## Goal of the exercise
Answer these questions about the two short pieces below on poetry and on Verlaine:
1. In the piece on poetry and prose, what is enough to stimulate mental creation when writing prose?
2. What kind of character does Verlaine seem like?
3. With which poet is a comparison to Verlaine called imperative?

## Text under study

The Poet Easily Becomes a Good Prose Writer

It has been noticed that the poet easily becomes a good prose writer, while the opposite hardly ever happens. Compared to prose, poetry is so much more difficult that the first seems almost funny to the poet. To compose verses, one must first be in a propitious state of mind, that is, in a state of mind that allows one to concentrate entirely on the composition. Dispersed, the mind does not make poetry. Then, the slowness in composing, the technical difficulties, the large number of elements that must be harmonized in the creation, all this, over time, accustoms the mind to a patience and discipline that, for prose lines, is far beyond what is necessary. One does prose by force; fluid and natural prose. The simple movement of the fingers is enough to stimulate mental creation which, as if by automatism, registers itself as it is being created. How different it is to write poetry! The prose writer who is used to this almost therapeutic ease, if he risks composing verses, will find something very, very different…

Verlaine Seems Like a Dostoievskian Character

I go through a volume of Verlaine and the impressions blend to a point where it is impossible to risk any conclusion. All this innate irreverence, this indecent biography, these lines that mix ecstasy and fatigue, this terribly disturbed soul… Verlaine seems like a Dostoievskian character on the verge of madness. And how well he writes! It is as annoying as natural that his work, that is, the work of a deviant artist, has resonated so strongly, especially among the countless deviants who claim to be but will never be artists. But is undeniable the talent with which Verlaine represents, to say with Carpeaux, his “musical sensations”. A comparison with Villon is imperative, and recognition is equally imperative. Great artist!

## Information
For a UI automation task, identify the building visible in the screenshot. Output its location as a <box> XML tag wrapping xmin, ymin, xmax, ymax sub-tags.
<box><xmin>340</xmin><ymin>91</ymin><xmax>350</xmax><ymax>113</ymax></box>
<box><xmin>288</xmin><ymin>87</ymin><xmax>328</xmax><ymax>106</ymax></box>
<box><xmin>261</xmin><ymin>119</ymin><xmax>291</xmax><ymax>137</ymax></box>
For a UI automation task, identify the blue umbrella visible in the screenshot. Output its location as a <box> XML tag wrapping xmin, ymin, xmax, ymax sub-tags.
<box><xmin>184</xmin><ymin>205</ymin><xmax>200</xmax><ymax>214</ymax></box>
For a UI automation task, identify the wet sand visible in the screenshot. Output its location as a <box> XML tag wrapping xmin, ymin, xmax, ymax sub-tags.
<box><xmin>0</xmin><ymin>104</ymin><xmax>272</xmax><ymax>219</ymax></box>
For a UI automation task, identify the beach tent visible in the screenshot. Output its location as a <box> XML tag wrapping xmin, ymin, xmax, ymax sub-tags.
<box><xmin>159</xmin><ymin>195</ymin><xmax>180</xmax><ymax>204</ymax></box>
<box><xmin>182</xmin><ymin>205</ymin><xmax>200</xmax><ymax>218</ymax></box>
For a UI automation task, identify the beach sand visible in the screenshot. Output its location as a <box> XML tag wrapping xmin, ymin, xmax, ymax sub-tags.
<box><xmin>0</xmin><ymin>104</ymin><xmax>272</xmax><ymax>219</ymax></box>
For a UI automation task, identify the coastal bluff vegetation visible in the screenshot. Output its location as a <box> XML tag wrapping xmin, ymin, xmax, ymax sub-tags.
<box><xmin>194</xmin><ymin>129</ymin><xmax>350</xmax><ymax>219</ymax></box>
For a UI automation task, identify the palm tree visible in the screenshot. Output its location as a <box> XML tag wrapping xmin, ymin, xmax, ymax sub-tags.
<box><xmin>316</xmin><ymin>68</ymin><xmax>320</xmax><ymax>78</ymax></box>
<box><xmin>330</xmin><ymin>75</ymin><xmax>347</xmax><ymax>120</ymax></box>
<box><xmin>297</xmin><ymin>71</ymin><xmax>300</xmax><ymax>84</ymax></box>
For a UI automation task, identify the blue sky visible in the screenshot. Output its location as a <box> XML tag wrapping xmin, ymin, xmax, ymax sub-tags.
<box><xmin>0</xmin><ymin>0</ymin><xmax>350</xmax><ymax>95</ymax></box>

## Response below
1. The simple movement of the fingers.
2. A Dostoievskian character on the verge of madness.
3. Villon.